The public’s reaction to the deadly beating of Tyre Nichols in Memphis in January 2023 has been virtually unanimous: a clear-cut case of police brutality.
The cops agree.
Police executives, rank-and-file officers, and union representatives from across the country also expressed their strong disapproval.
The president of the Fraternal Order of Police, Patrick Yoes, denounced the incident as “a criminal assault under the pretext of law.”
NYPD Commissioner Keechant Sewell described the Memphis officers’ conduct as “disgraceful.”
Here’s why they’re right.
After the initial encounter with Nichols, bodycam footage shows one officer saying to another that Nichols “made me [pepper] spray myself.”
A second officer seemed agitated at having had his glasses knocked off during the struggle, later saying “I hope they stomp his ass.”
A third appeared to have hurt his leg in the melee.
None of this excuses kicks to the head, punches to the face, or baton strikes doled out to a man who was not resisting. What it looked like was an unjustifiable beating handed out by hotheads.

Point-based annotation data

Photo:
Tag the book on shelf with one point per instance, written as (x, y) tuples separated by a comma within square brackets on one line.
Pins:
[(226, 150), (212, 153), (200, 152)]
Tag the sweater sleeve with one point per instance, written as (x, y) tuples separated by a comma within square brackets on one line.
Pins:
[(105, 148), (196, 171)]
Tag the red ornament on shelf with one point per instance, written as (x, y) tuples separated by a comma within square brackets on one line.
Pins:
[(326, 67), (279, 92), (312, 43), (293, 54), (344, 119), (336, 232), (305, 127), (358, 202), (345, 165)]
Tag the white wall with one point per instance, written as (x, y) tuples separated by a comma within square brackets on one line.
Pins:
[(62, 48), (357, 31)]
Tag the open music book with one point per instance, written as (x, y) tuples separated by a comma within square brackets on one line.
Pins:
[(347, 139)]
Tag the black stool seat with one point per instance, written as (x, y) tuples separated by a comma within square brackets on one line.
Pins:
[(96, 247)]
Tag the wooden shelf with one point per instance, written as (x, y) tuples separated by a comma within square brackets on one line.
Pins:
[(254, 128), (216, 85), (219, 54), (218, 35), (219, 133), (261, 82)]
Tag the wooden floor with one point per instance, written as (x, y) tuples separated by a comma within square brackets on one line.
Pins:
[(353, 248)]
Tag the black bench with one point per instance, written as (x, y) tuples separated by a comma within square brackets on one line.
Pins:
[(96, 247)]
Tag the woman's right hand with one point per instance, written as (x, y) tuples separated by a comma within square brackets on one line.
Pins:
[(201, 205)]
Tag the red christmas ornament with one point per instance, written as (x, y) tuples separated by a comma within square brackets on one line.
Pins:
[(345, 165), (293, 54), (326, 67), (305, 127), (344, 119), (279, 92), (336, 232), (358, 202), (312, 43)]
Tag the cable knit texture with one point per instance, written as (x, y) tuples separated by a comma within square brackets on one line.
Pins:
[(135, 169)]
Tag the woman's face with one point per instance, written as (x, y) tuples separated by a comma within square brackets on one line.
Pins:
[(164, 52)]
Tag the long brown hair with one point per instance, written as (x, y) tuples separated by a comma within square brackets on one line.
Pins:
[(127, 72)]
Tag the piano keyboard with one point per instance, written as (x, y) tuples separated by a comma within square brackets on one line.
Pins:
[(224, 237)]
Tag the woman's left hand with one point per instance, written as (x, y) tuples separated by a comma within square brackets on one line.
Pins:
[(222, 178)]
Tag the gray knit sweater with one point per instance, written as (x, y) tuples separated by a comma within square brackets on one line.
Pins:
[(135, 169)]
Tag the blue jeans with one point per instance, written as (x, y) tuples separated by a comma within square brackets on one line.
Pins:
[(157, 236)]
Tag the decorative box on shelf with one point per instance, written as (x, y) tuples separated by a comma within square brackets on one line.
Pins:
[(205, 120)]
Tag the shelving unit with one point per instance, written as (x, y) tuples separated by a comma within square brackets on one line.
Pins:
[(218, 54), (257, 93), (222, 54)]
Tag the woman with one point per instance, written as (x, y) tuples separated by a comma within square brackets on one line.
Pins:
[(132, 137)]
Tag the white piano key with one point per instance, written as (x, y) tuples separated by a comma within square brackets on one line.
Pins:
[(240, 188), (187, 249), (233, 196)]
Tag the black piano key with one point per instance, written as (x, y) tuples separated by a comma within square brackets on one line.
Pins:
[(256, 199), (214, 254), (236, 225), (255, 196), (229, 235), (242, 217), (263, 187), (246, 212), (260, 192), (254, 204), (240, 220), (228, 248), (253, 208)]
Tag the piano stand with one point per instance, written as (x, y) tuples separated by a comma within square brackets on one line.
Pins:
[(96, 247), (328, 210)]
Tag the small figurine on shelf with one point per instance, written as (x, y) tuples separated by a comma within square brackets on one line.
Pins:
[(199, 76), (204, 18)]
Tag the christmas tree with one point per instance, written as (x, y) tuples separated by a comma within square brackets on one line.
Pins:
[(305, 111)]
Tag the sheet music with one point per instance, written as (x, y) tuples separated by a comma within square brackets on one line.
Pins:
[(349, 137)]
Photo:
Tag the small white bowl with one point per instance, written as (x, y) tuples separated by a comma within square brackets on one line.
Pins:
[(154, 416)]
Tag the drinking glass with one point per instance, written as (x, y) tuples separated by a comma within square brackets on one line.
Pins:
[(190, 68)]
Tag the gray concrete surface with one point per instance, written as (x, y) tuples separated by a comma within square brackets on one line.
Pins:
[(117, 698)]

__PARTS OF THE EXERCISE__:
1. Change "disgraceful" to "shameful" in the Tyre Nichols passage, and give back the part from "The cops agree." to "why they’re right.".
2. Write what comes next in the Tyre Nichols passage, picking up after its final sentence.

__RESPONSES FOR EACH TASK__:
1.
The cops agree.
Police executives, rank-and-file officers, and union representatives from across the country also expressed their strong disapproval.
The president of the Fraternal Order of Police, Patrick Yoes, denounced the incident as “a criminal assault under the pretext of law.”
NYPD Commissioner Keechant Sewell described the Memphis officers’ conduct as “shameful.”
Here’s why they’re right.

2.
Though it’s little consolation to Nichols’s family, Memphis authorities didn’t hesitate in punishing the offending officers. All five were swiftly terminated, arrested, and indicted for their outrageous behavior.
But this isn’t enough for some.
“We need to show the world what lessons we can learn from this tragedy,” District Attorney Steve Mulroy said during the press conference in which the charges were announced.
Perhaps the lesson is simply this: policing is a human endeavor and is therefore subject to the shortcomings of inherently flawed human beings, which means that some people, cops included, will sometimes act out of malevolence.
To the activists, however, bad police officers are not the exception, they’re the rule.
Congresswoman Alexandria Ocasio-Cortez, for example, grumbled about “[t]he effort to separate the officers who murdered Tyre Nichols from the system of policing that produced them,” going on to assert that “Charges alone aren’t justice. Change is.”
But there’s good reason to separate the officers who beat Nichols from the institution of policing: their actions constituted a sharp departure from police training and practice. The available data show this to be true.